WHAT NEEDS TO BE DONE
Set out the listing word for word. End with the line that contains "pixel 32 16".

RECORDS SHOWN
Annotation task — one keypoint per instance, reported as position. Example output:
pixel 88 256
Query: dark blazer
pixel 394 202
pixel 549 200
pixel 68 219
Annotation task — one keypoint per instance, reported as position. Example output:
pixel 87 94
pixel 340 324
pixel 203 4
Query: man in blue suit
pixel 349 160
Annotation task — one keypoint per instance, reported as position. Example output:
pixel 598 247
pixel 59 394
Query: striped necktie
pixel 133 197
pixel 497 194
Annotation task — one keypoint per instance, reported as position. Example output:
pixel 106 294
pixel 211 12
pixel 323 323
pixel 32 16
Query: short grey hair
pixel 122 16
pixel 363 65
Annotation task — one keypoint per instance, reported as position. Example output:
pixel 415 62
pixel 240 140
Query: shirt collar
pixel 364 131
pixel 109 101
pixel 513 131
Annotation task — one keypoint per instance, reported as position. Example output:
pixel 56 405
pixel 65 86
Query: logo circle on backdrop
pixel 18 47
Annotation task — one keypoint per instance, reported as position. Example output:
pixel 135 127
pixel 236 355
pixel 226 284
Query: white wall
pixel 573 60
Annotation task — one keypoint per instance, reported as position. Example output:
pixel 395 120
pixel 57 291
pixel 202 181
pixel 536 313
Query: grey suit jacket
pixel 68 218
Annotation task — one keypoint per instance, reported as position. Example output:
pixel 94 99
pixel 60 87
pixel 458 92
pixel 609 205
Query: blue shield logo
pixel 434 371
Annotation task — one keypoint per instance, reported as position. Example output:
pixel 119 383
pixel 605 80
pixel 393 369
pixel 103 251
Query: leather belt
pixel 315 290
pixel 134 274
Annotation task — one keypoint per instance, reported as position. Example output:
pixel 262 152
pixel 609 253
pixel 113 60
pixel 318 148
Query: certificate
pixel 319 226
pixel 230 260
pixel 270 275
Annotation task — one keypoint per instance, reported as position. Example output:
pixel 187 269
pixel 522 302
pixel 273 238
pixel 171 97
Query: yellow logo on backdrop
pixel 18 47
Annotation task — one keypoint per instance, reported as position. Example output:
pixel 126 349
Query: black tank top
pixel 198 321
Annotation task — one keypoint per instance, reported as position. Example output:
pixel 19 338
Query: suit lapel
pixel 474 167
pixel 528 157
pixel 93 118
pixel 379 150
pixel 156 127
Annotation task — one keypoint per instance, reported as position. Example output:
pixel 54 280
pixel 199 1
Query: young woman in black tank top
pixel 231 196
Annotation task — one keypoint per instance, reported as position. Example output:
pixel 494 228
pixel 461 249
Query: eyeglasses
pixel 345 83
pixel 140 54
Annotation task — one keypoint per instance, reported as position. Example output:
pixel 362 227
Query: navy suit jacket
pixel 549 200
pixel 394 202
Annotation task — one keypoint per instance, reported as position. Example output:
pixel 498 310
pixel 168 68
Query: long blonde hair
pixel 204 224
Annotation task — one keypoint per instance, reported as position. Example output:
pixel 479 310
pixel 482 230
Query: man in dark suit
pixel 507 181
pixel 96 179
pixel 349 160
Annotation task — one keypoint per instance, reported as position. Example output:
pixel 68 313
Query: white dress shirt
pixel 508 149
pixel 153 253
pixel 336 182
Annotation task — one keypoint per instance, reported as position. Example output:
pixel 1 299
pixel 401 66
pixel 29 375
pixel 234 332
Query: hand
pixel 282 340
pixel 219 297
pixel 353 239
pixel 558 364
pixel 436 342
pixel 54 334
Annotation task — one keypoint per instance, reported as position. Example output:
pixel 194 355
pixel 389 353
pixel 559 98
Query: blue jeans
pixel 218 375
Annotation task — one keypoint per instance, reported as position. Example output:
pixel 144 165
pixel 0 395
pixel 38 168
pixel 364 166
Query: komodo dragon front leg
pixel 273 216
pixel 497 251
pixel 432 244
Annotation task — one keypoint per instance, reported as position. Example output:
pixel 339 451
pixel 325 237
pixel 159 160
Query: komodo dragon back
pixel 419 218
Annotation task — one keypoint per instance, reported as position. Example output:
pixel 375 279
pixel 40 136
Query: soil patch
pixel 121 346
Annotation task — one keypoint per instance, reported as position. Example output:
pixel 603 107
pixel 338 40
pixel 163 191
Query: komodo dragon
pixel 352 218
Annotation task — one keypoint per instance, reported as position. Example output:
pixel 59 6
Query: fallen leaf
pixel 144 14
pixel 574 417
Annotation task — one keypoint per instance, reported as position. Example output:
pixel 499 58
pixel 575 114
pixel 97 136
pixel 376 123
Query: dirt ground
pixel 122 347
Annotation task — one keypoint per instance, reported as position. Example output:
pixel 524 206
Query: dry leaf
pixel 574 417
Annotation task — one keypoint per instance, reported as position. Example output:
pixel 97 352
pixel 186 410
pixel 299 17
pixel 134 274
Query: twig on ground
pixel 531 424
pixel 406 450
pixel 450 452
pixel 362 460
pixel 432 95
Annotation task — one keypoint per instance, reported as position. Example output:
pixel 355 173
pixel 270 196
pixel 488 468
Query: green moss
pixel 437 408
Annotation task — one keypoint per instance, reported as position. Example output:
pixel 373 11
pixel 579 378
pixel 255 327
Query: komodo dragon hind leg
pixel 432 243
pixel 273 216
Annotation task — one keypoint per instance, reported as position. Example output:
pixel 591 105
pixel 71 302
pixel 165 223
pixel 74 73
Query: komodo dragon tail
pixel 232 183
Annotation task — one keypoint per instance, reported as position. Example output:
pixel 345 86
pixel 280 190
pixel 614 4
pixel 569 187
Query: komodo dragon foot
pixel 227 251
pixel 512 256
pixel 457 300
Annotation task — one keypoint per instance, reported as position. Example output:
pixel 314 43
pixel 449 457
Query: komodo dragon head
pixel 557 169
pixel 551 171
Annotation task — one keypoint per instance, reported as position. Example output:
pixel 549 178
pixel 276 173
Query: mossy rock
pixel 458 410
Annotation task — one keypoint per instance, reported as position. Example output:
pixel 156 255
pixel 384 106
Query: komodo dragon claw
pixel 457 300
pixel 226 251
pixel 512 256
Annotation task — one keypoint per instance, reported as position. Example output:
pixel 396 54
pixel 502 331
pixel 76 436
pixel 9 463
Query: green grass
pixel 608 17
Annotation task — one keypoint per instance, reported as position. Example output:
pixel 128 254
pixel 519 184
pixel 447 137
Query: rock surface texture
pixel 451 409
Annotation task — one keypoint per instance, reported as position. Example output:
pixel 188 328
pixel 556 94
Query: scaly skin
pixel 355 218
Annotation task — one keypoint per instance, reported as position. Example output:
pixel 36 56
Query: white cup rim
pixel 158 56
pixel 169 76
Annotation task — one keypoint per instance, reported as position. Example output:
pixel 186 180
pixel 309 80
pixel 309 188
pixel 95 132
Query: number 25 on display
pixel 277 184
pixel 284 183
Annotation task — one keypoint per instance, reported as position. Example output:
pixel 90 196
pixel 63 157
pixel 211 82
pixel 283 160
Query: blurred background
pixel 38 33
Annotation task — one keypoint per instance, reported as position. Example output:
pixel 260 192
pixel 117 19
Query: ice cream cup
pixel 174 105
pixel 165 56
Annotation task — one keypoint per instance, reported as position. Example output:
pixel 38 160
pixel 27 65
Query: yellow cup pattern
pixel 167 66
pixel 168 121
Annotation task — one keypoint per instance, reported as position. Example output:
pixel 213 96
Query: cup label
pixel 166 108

EXERCISE RESPONSE
Annotation task — one keypoint per instance, reported as position. Example output:
pixel 88 256
Query: dark blazer
pixel 394 202
pixel 549 200
pixel 68 219
Annotation task — one keypoint per instance, reported as position. Example output:
pixel 87 94
pixel 340 324
pixel 203 4
Query: man in blue suit
pixel 349 160
Annotation task — one keypoint per instance, reported as position. Example output:
pixel 598 247
pixel 59 394
Query: striped necktie
pixel 133 197
pixel 497 194
Annotation task — one keypoint per instance, reported as position. Example output:
pixel 106 294
pixel 211 12
pixel 323 323
pixel 32 16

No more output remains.